◆ DOCUMENT EXTRACT:
== Segment start ==

It isn't easy to be a 2-year-old, compelled to touch, taste, and possess nearly everything in the environment, even when it isn't safe, respectful, or healthy to do so. Their impulsive nature also makes delayed gratification very difficult.

Fortunately, as the adult, you can give them appropriate outlets while keeping them safe from danger. Your child needs you to empathize with their current moods, give clear boundaries, model appropriate behaviors and intervene in ways that foster their developing independence rather than preventing it.

Here's how to do just that:

1. Say "yes"

How often do you restrict your child's activities or behaviors because they are unreasonable, irritating or disruptive? If you're not sure, get a piece of paper and make a checkmark every time your response is "No." If the checkmarks seem excessive by the end of the day, you may want to evaluate how you can say "Yes" instead.

Many times, you may be able to provide a positive alternative by creating a new opportunity for action or redirecting to a different activity altogether.

For example, if your child grabs a fragile object and bangs it on the floor, instead of saying, "No," affirm your child's need for exercising the arm muscles, saying, "Banging is fun. Yes, you may bang. Let's find something that isn't breakable."

== Segment end ==

◆ YOUR TASKS:
A. Transcribe the passage on 2-year-olds word for word, starting at "How often do" and ending after "different activity altogether.".
B. According to the passage on 2-year-olds, what four things does a child need an adult to do?
The items after this passage were taken from a different source.

Stored data entries
== Segment start ==

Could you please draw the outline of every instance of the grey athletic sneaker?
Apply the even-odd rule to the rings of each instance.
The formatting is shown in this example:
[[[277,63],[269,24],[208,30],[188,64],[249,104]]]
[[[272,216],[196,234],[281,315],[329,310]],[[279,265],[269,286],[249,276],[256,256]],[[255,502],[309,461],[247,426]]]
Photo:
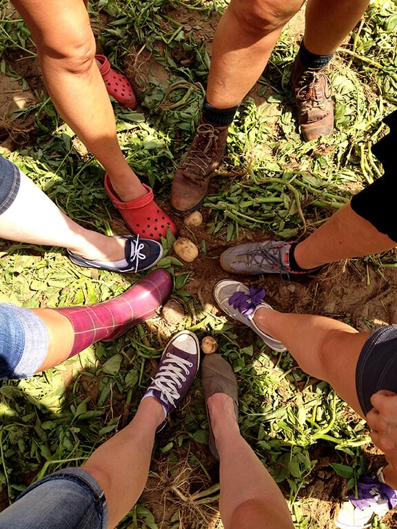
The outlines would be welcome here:
[[[254,315],[258,309],[263,307],[272,309],[270,305],[263,302],[265,295],[263,288],[255,289],[254,287],[248,288],[239,281],[229,279],[218,281],[214,287],[214,298],[223,312],[234,320],[251,327],[269,347],[278,353],[282,353],[286,351],[283,344],[261,331],[254,321]]]
[[[265,240],[248,242],[225,250],[221,256],[221,266],[230,273],[258,275],[261,273],[309,273],[320,267],[295,271],[289,265],[289,250],[294,241]]]
[[[154,397],[171,413],[185,397],[198,369],[200,344],[190,331],[181,331],[165,346],[157,372],[143,398]],[[156,432],[167,424],[167,417]]]

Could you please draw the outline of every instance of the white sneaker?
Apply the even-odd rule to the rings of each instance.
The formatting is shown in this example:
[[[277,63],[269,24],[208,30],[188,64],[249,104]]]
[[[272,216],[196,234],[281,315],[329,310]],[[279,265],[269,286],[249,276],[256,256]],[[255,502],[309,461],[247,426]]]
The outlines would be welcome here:
[[[376,515],[379,519],[397,505],[397,492],[385,483],[382,468],[376,475],[365,472],[357,482],[357,497],[352,491],[335,520],[340,529],[366,529]]]

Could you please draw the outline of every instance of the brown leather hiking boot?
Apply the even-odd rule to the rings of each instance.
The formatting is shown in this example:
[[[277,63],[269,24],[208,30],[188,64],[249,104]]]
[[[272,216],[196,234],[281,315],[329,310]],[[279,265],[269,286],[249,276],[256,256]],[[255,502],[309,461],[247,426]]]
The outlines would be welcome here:
[[[330,134],[334,128],[332,85],[322,68],[306,68],[298,56],[292,70],[292,90],[305,141]]]
[[[171,205],[176,213],[190,213],[203,203],[211,175],[226,150],[228,129],[229,125],[213,125],[200,117],[192,146],[172,180]]]

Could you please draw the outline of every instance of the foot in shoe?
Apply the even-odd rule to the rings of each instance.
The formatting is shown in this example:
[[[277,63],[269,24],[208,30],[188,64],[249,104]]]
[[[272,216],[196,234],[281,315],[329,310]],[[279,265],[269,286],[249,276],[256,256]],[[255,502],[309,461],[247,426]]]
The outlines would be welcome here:
[[[292,91],[298,118],[305,141],[327,136],[334,128],[332,85],[324,73],[326,67],[305,68],[296,56],[292,70]]]
[[[217,419],[221,429],[238,430],[238,387],[232,366],[218,354],[207,355],[201,366],[201,385],[204,392],[210,435],[208,448],[216,459],[219,459],[214,433],[218,431]],[[220,397],[219,395],[221,395]],[[227,435],[227,434],[226,434]]]
[[[124,236],[124,259],[117,261],[94,261],[68,250],[68,256],[74,264],[124,273],[141,272],[155,266],[163,256],[163,247],[156,240],[143,239],[139,236]]]
[[[221,256],[221,266],[230,273],[259,275],[261,273],[302,274],[320,269],[313,268],[296,271],[290,265],[289,252],[294,241],[264,240],[248,242],[225,250]]]
[[[372,525],[374,515],[382,518],[397,505],[397,492],[385,483],[382,468],[376,475],[364,473],[354,491],[342,504],[335,520],[340,529],[366,529]]]
[[[184,399],[197,373],[199,361],[198,340],[190,331],[181,331],[167,344],[156,375],[143,397],[153,397],[163,406],[165,419],[157,432],[167,424],[167,415]]]
[[[192,146],[172,180],[171,205],[176,213],[190,213],[203,203],[211,175],[225,154],[228,129],[228,125],[213,125],[201,116]]]
[[[273,310],[263,301],[265,289],[248,288],[239,281],[223,279],[216,283],[213,293],[215,300],[228,316],[250,327],[274,351],[281,353],[286,350],[281,342],[261,331],[254,321],[255,313],[259,309]]]

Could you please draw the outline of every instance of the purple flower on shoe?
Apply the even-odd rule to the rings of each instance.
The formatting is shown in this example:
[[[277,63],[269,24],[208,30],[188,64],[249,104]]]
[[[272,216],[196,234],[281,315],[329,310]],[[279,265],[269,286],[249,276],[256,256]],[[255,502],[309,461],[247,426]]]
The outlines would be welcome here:
[[[357,497],[354,492],[351,491],[349,499],[354,507],[364,510],[371,504],[377,502],[377,496],[387,501],[389,509],[397,505],[397,496],[394,490],[385,483],[381,483],[377,477],[373,477],[369,473],[365,472],[357,482]]]
[[[250,287],[250,295],[244,292],[235,292],[229,298],[229,304],[232,305],[245,316],[250,316],[263,301],[266,291],[263,287],[256,289]]]

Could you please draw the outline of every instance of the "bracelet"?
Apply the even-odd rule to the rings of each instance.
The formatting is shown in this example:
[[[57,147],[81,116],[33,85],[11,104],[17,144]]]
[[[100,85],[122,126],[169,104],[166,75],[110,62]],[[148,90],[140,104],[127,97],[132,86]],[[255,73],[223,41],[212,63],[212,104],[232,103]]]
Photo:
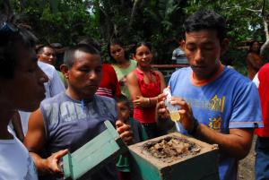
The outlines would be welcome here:
[[[195,135],[196,133],[197,128],[199,126],[199,122],[197,121],[197,119],[193,118],[194,121],[194,127],[191,131],[187,131],[187,133],[190,135]]]

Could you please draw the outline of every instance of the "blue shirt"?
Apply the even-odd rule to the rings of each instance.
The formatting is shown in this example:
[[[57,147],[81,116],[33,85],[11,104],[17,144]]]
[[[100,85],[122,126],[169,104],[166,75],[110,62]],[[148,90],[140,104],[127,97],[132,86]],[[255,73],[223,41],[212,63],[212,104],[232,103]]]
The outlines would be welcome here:
[[[214,81],[195,86],[191,74],[190,67],[178,70],[169,85],[172,96],[180,97],[190,104],[199,123],[227,134],[231,128],[263,126],[257,89],[248,79],[225,67]],[[180,132],[187,133],[182,126]],[[221,180],[236,180],[237,166],[236,159],[221,154]]]

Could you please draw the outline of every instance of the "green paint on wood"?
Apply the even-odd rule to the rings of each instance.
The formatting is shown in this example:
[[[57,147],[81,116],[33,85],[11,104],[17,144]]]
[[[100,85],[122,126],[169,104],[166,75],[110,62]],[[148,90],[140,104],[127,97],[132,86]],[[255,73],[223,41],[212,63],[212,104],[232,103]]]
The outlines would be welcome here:
[[[107,129],[82,147],[64,156],[65,178],[80,179],[103,167],[111,159],[127,150],[109,121]]]

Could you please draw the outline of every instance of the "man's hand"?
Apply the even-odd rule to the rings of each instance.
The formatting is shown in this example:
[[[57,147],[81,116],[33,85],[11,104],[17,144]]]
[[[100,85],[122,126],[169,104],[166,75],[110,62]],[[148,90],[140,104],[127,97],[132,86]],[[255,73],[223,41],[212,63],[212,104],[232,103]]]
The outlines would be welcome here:
[[[133,141],[133,132],[131,131],[130,125],[122,123],[120,120],[116,122],[117,132],[119,136],[127,145],[132,144]]]
[[[56,176],[63,176],[63,172],[60,169],[59,160],[63,156],[67,154],[68,150],[59,150],[56,153],[53,153],[50,157],[44,159],[47,167],[47,171],[49,174],[55,175]]]
[[[178,110],[180,120],[184,129],[188,132],[192,132],[195,124],[195,117],[193,115],[192,108],[183,99],[172,97],[170,101],[172,105],[180,106],[181,108]]]
[[[149,107],[151,101],[149,98],[144,98],[143,96],[136,96],[136,99],[134,100],[133,103],[137,107]]]
[[[165,94],[161,94],[158,96],[159,102],[157,103],[156,107],[158,119],[170,119],[169,110],[167,109],[164,103],[165,98]],[[178,109],[178,113],[180,116],[179,122],[182,124],[184,129],[186,129],[188,132],[192,132],[194,129],[195,118],[193,116],[191,107],[183,99],[176,97],[172,97],[170,103],[172,105],[178,105],[181,107],[181,108]]]
[[[164,104],[165,98],[166,98],[166,95],[163,93],[160,94],[158,96],[158,102],[156,105],[157,118],[169,119],[169,117],[170,117],[169,113]]]

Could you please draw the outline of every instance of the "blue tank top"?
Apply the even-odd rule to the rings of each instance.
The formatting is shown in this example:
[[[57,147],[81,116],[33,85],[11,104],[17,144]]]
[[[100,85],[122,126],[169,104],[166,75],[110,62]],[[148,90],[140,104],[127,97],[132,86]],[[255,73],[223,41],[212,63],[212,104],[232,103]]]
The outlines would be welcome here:
[[[117,107],[113,99],[95,95],[91,101],[74,100],[65,92],[40,104],[47,138],[46,153],[68,149],[74,152],[106,127],[104,121],[108,120],[115,125]],[[116,161],[108,163],[86,179],[117,179]]]

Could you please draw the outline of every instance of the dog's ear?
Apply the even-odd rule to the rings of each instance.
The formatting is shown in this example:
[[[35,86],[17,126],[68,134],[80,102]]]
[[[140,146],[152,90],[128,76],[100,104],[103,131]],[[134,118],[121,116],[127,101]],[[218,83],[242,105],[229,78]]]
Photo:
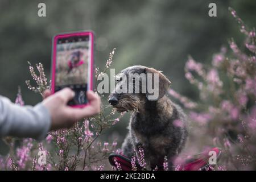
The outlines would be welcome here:
[[[145,68],[144,69],[144,73],[146,74],[146,76],[147,78],[147,74],[148,73],[151,73],[152,74],[152,87],[154,88],[154,73],[158,74],[158,78],[159,78],[159,82],[158,82],[158,89],[154,89],[157,92],[158,90],[159,93],[159,96],[158,98],[154,100],[157,100],[159,98],[161,98],[163,97],[166,92],[167,92],[168,88],[169,88],[170,85],[171,85],[171,81],[163,74],[160,71],[157,71],[152,68]],[[147,97],[147,98],[148,99],[148,93],[147,92],[147,92],[146,93],[146,96]],[[154,100],[151,100],[151,101],[154,101]]]

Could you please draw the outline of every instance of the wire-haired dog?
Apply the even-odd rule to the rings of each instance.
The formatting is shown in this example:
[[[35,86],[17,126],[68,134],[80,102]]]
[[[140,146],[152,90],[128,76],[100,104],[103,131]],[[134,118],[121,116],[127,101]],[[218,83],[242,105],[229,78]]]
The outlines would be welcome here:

== Segment end ==

◆ PROBLEM SOLUTIONS:
A.
How often do you restrict your child's activities or behaviors because they are unreasonable, irritating or disruptive? If you're not sure, get a piece of paper and make a checkmark every time your response is "No." If the checkmarks seem excessive by the end of the day, you may want to evaluate how you can say "Yes" instead.

Many times, you may be able to provide a positive alternative by creating a new opportunity for action or redirecting to a different activity altogether.

B.
1. Empathize with their current moods
2. Give clear boundaries
3. Model appropriate behaviors
4. Intervene in ways that foster their developing independence rather than preventing it